Look for "the gray horse" in the listing below, then copy exactly the line it appears in and all lines after it to the end, and nothing more.

RECORDS PROVIDED start

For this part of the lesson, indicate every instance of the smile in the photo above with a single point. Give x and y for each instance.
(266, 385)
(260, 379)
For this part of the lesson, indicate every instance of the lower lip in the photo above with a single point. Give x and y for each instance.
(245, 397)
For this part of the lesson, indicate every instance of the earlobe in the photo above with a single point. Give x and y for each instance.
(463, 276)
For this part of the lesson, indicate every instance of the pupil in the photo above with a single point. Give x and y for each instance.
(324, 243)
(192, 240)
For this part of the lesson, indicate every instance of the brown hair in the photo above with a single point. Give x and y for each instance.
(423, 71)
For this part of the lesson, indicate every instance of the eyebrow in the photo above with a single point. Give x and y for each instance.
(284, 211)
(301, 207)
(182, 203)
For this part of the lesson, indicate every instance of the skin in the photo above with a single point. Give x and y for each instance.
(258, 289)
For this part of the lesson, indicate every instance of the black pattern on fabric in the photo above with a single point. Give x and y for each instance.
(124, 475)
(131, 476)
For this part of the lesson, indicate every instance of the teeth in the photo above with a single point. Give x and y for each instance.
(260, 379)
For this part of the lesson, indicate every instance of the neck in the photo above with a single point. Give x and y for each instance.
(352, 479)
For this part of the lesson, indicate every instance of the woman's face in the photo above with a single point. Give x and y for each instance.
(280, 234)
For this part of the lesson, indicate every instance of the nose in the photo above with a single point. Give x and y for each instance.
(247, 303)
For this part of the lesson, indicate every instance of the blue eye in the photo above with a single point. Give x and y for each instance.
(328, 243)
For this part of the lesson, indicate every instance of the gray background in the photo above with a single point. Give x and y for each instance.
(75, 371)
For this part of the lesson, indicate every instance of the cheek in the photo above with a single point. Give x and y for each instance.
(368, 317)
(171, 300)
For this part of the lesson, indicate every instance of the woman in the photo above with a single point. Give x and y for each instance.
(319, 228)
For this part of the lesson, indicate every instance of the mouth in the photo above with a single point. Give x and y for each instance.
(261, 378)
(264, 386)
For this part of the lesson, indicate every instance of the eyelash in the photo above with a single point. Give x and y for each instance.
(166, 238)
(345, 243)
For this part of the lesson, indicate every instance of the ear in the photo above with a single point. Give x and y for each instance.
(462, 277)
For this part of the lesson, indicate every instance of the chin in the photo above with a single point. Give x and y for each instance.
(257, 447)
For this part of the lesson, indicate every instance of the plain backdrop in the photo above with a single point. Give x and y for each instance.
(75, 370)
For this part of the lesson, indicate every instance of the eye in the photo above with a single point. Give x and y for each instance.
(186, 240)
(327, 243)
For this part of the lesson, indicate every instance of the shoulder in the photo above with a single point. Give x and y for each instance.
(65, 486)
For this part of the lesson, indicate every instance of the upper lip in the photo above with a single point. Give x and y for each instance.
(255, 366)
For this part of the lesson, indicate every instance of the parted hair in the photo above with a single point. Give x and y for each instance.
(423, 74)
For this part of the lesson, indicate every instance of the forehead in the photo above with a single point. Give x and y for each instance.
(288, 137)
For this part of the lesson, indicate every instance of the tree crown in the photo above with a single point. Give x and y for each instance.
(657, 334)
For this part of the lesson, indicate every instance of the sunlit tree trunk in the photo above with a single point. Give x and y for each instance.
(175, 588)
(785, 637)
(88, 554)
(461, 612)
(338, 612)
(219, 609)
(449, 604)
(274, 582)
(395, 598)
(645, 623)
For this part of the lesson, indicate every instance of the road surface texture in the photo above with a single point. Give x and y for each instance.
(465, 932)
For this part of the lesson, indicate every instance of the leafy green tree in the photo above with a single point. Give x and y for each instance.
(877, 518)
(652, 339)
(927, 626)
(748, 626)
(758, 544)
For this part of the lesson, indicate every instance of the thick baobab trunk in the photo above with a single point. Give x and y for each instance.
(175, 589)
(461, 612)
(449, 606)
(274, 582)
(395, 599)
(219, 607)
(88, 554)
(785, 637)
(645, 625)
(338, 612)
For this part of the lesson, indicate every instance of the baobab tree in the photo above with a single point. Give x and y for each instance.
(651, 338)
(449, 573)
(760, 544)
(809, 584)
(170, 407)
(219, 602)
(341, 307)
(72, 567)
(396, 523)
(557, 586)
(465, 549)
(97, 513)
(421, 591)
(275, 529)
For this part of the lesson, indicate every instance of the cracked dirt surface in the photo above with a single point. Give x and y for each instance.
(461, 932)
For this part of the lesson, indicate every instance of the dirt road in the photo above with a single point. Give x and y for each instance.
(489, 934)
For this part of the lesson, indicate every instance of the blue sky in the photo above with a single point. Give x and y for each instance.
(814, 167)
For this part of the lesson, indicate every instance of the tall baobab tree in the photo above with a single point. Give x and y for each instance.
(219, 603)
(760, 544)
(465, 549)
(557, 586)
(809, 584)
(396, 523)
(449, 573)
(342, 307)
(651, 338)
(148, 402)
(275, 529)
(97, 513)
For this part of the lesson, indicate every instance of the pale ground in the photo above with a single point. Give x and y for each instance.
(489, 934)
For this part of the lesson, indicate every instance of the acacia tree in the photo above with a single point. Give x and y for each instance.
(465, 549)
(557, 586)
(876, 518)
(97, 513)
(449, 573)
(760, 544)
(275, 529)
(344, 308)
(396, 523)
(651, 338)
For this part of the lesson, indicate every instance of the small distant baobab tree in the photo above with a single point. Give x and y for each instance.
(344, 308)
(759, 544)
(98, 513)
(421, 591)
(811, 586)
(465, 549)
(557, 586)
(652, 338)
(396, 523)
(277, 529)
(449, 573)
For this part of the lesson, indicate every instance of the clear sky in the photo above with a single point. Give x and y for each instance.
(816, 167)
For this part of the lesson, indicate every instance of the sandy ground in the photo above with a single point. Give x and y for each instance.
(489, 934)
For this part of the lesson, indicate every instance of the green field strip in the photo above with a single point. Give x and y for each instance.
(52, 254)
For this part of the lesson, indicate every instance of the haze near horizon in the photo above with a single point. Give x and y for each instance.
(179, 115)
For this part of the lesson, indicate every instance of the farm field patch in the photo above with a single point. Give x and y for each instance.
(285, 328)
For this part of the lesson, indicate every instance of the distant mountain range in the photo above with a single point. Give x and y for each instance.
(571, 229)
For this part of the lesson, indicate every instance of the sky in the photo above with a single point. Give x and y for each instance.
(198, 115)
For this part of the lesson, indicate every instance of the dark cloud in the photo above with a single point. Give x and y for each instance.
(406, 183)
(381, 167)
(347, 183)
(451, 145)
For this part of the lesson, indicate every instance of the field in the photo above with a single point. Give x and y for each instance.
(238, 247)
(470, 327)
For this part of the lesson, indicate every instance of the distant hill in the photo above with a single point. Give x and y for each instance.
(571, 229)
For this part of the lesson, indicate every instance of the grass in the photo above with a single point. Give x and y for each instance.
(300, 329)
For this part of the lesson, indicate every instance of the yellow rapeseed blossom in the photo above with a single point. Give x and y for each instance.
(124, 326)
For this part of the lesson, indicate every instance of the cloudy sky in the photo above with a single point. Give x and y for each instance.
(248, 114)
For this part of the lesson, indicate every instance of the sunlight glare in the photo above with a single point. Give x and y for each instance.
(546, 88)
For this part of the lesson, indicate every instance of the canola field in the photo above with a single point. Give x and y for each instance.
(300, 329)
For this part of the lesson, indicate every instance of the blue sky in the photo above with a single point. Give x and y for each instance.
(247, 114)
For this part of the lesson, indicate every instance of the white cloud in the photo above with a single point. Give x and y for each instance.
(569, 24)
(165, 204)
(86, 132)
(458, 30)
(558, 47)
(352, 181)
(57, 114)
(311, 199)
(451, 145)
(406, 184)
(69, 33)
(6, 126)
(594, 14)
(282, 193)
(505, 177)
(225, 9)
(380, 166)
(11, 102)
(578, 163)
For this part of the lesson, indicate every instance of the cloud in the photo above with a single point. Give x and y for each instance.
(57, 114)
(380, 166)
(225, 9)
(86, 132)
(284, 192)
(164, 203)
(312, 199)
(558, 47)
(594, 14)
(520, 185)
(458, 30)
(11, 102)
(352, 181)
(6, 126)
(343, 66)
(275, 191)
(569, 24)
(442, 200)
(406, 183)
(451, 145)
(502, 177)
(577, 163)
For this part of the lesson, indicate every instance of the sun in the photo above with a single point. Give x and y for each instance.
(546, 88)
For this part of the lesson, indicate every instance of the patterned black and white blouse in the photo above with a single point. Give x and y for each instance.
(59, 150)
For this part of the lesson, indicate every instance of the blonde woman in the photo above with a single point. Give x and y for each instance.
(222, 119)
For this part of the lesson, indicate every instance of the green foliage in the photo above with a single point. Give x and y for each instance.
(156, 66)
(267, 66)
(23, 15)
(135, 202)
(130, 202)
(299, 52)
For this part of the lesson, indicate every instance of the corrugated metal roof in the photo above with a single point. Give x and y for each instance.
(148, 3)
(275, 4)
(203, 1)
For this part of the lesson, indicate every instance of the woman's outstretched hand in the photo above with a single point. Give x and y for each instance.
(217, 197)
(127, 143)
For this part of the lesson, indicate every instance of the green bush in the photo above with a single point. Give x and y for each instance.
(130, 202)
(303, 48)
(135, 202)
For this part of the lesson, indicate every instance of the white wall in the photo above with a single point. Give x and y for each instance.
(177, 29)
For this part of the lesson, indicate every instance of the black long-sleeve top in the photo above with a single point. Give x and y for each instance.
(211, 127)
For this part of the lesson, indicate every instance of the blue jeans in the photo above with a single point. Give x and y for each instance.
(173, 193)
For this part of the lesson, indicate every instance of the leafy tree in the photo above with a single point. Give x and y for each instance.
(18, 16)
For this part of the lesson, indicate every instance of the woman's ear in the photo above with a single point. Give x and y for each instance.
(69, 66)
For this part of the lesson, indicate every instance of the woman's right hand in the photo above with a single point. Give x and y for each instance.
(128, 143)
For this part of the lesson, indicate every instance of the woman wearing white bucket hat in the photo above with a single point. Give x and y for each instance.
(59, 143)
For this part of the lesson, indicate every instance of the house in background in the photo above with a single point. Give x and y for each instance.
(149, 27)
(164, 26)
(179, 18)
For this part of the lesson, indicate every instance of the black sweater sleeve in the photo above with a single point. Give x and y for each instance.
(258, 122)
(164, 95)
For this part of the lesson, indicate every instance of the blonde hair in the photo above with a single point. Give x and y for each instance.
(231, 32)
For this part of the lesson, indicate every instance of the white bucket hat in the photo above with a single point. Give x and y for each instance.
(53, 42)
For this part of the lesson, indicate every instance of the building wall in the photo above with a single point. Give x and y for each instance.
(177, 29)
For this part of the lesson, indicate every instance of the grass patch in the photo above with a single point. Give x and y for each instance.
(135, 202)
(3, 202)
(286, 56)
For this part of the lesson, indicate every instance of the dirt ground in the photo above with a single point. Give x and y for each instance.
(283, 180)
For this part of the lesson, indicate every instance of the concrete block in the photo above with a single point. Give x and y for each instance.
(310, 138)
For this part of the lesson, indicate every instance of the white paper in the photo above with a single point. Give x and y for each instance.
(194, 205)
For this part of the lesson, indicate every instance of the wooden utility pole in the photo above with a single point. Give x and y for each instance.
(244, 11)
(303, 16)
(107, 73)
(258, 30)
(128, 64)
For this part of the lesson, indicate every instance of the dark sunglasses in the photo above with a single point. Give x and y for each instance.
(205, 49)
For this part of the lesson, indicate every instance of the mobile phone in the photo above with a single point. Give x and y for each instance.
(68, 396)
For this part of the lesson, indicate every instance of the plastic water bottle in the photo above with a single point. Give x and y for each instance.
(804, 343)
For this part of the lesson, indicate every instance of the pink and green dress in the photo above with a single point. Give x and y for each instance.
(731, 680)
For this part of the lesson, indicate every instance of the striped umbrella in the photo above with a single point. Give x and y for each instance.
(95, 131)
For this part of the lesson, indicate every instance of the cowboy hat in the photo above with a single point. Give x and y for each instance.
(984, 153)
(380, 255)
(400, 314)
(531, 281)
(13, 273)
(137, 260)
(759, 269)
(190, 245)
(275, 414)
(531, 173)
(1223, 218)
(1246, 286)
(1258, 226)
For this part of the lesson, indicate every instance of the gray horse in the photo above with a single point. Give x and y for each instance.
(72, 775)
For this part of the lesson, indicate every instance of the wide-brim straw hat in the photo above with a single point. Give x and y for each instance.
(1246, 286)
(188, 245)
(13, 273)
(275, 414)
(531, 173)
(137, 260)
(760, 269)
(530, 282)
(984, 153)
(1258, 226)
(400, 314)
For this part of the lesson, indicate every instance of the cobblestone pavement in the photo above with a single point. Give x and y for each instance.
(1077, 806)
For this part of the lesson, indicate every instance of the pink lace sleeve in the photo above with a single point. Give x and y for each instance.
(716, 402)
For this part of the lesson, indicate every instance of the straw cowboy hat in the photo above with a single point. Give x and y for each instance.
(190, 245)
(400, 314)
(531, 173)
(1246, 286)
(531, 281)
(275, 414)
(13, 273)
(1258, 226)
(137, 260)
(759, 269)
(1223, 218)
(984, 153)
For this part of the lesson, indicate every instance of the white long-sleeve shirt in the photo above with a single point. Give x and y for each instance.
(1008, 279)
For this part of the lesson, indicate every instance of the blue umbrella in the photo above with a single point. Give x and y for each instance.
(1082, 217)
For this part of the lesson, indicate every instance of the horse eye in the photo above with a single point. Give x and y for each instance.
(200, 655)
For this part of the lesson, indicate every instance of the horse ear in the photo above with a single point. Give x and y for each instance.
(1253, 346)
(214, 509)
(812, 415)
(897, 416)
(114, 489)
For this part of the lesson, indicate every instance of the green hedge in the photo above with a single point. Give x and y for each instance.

RECORDS PROVIDED end

■ **SOLUTION FOR THIS TASK**
For this part of the lesson, indicate every instance of the gray horse in the photo above with a single point. Give x and y for each instance.
(72, 775)
For this part of the lesson, indicate every instance of the wide-brim straw hat in the photo above with a single point. Give x and y for each instance.
(1246, 286)
(188, 245)
(13, 273)
(275, 414)
(531, 173)
(137, 260)
(760, 269)
(530, 282)
(984, 153)
(1258, 226)
(400, 314)
For this part of the lesson, indicate every instance of the cobblestone pavement in the photo above with a single point. Give x and y for each instance.
(1077, 806)
For this part of the lesson, indicate every instance of the pink lace sleeve in the photo above with a single point. Give x and y for each instance.
(716, 402)
For this part of the lesson, indicate every instance of the straw cowboy hat in the photo above with a single point. Give x and y for each instance.
(190, 245)
(400, 314)
(531, 173)
(1246, 286)
(531, 281)
(275, 414)
(13, 273)
(1258, 226)
(137, 260)
(759, 269)
(1223, 218)
(984, 153)
For this part of the lesson, indicate every instance of the white long-sleeve shirt in the photo above with a single point. Give x and y for each instance.
(1008, 279)
For this part of the lesson, indicate every instance of the blue umbrella in the photo above with a single point. Give x and y for each instance.
(1082, 217)
For this part of the lesson, indicate every instance of the horse eye in the photo above with a single point. Give x and y for each instance.
(200, 655)
For this part of the lesson, indicate every instance of the horse ear in the photo above with a single point. Give x and y for each instance.
(1253, 346)
(214, 509)
(812, 415)
(897, 416)
(114, 489)
For this part of the lesson, indicate every instance of the green hedge in the photo above with a single point. Give x and y for each instance.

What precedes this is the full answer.